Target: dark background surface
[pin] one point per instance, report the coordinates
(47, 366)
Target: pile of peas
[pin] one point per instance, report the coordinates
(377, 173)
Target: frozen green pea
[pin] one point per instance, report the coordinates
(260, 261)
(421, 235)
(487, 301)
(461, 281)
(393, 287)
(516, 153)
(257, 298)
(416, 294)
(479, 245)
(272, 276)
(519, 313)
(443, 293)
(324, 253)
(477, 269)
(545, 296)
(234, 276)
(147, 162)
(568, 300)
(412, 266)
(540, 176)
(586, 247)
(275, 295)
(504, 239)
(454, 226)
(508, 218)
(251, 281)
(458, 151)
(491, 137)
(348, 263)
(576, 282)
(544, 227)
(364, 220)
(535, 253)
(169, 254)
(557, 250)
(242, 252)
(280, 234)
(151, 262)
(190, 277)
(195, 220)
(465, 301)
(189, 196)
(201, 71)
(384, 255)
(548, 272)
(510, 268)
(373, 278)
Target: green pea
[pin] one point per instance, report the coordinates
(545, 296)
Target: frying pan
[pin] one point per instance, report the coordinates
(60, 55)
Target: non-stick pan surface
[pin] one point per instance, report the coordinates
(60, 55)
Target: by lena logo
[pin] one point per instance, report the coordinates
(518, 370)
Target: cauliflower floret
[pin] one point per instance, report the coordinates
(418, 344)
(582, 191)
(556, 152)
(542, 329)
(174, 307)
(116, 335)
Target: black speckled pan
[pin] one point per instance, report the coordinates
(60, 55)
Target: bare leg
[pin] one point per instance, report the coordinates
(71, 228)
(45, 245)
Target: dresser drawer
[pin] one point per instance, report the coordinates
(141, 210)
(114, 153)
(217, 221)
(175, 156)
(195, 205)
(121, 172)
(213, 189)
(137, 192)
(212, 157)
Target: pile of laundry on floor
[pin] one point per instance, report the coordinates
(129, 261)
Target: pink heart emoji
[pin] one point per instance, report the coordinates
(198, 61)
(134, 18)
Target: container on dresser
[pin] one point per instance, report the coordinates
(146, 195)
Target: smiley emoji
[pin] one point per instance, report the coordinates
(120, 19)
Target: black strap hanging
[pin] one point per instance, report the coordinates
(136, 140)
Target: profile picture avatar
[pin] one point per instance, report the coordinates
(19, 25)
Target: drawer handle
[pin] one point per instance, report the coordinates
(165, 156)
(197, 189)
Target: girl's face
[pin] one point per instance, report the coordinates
****************************************
__Written exercise__
All lines from the line containing "Target: green pea" through the end of the listing above are to be duplicated exactly; include both ends and nothing further.

__Task result__
Target: green pea
[pin] one point per instance, report the coordinates
(545, 296)
Target: frying pan
[pin] one point per instance, report the coordinates
(60, 55)
Target: non-stick pan surface
[pin] one point per instance, report the coordinates
(60, 55)
Target: by lena logo
[pin] one point per instance, report the coordinates
(518, 370)
Target: cauliflower floret
[pin] one point per instance, report the coordinates
(418, 344)
(582, 191)
(556, 152)
(542, 329)
(174, 307)
(116, 335)
Target: black speckled pan
[pin] one point per instance, report the coordinates
(60, 55)
Target: bare leg
[pin] one point per instance, report the coordinates
(71, 228)
(45, 245)
Target: dresser drawer
[pin] one point per instance, report the coordinates
(141, 210)
(114, 153)
(217, 221)
(175, 156)
(195, 205)
(121, 172)
(213, 189)
(137, 192)
(212, 157)
Target: pile of laundry on floor
[pin] one point per instance, report the coordinates
(129, 261)
Target: pink heart emoji
[pin] one point per instance, report the coordinates
(198, 61)
(134, 18)
Target: container on dresser
[pin] one point per instance, report the coordinates
(146, 195)
Target: smiley emoji
[pin] one point per instance, report the coordinates
(120, 19)
Target: black strap hanging
[pin] one point per instance, report the coordinates
(136, 140)
Target: profile picture avatar
[pin] one point per instance, report the coordinates
(19, 25)
Target: drawer handle
[pin] one point per instance, report the coordinates
(165, 156)
(197, 189)
Target: girl's face
[pin] one point per instance, report the coordinates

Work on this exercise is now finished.